*** EXTRACT TO READ Section Begins ***
After making it through an intense nanotechnology undergraduate program complete with four co-op placements, Laura Burgess has learned how to engineer a great job interview.
In high school, she liked the idea of combining creativity and technical skill to solve complex problems. With a background in math and problem solving, Laura pursued this interest through the University of Waterloo’s Nanotechnology Engineering program.
Laura set to work learning about every tiny piece of technology, but when it came time to interview for co-op positions, she faced a big challenge.
Like most university grads, Laura’s experience with job interviews was mainly limited to part-time positions and, while her past helped her with the general process of going in and meeting with prospective employers, the content of the actual Q&A period varied dramatically.
Engineering interviews were a whole new ball game.
With help from Waterloo’s Co-op and Career Services, Laura trained up quickly. She learned that the major difference between engineering job interviews and other job interviews is the technical content.
“In an engineering interview, it is common to be asked to solve problems on the spot,” she says. “This could be a question or two, or a few pages of problems the interviewers want you to work through.”
One of the biggest challenges she found when facing engineering interviews was the problem solving portion. Completely different than any other interview process, it involves complex problems that you can’t always prepare for.
*** EXTRACT TO READ Section Ends ***
*** PROVIDED INFORMATION Section Begins ***
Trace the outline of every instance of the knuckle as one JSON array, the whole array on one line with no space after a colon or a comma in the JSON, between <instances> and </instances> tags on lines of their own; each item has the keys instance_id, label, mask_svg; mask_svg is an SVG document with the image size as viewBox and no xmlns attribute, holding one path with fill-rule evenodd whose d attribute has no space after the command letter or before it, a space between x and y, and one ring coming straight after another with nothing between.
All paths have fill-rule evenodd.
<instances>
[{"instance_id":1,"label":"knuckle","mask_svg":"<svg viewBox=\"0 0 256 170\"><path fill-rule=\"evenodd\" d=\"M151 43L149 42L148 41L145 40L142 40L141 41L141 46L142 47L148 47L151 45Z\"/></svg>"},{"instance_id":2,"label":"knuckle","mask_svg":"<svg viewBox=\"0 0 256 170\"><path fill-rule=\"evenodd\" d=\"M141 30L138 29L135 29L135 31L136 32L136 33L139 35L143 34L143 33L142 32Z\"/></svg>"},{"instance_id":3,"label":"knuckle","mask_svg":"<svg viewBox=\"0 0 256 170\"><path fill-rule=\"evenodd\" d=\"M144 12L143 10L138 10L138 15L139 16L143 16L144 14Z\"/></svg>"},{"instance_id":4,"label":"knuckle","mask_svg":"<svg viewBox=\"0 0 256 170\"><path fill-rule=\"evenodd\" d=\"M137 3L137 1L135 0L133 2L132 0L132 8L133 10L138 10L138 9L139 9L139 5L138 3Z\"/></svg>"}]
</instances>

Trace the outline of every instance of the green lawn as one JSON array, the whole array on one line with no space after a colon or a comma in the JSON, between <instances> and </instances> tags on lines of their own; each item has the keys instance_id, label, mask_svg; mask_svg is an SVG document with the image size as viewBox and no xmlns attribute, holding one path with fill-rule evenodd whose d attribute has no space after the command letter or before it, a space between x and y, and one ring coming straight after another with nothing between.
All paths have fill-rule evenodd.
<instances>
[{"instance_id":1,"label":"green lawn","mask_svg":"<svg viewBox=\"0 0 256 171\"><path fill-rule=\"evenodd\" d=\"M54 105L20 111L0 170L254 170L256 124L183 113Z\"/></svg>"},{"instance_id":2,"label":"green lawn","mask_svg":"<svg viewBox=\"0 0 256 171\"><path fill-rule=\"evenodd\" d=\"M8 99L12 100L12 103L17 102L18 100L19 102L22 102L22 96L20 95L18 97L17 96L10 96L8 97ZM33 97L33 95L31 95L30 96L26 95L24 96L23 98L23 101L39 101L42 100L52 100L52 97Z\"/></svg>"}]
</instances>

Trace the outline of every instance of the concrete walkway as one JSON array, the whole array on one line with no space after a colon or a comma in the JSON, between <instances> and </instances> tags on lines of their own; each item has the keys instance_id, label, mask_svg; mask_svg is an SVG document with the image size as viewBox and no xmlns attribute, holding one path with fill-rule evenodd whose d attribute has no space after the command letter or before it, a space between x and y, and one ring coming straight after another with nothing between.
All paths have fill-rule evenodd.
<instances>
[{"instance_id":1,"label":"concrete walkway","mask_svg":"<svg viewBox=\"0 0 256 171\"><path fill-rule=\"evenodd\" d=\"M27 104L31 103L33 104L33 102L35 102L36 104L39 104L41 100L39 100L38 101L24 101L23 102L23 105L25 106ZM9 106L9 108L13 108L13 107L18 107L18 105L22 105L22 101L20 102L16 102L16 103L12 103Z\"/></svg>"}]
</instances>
*** PROVIDED INFORMATION Section Ends ***
### WORK REQUEST 1
Name each school, program, and support service mentioned by name in the article about Laura Burgess's engineering interviews.
### WORK REQUEST 2
Carry on the article about Laura Burgess's engineering interviews, picking up after its last sentence.
The material after the article is separate from it.

### ANSWER AREA 1
University of Waterloo
Nanotechnology Engineering program
Co-op and Career Services

### ANSWER AREA 2
She says the toughest situation she faced was being handed a booklet of queries ranging from electrical circuits to pharmaceutical formulations. She was tasked with completing the booklet, right then and there, while her interviewer loomed over her shoulder checking her work.
“Technical problem solving-type questions are definitely the most challenging,” she says. “The rest you can prepare for very easily.”
To prepare for engineering interviews, Laura recommends the following:
- Research all aspects related to the job description so that you’re able to perform any tasks that they ask in the interview process.
- Learn about what the company does on a high level as well as the details of the specific area or group that you’re being interviewed for.
- Review previous work experience and know the details of your projects since interviewers will typically ask about your role in a job and what you contributed to any previous employers.
- Study any notes or textbook material relating to the job since technical questions and problem solving is often involved
Now completing her master’s in Medical Biophysics at the University of Toronto, Laura has some advice for students interviewing for engineering jobs: “Prepare and know your material, but keep a clear head,” she says. “Confidence and a clear mind are crucial to performing well at an engineering interview.”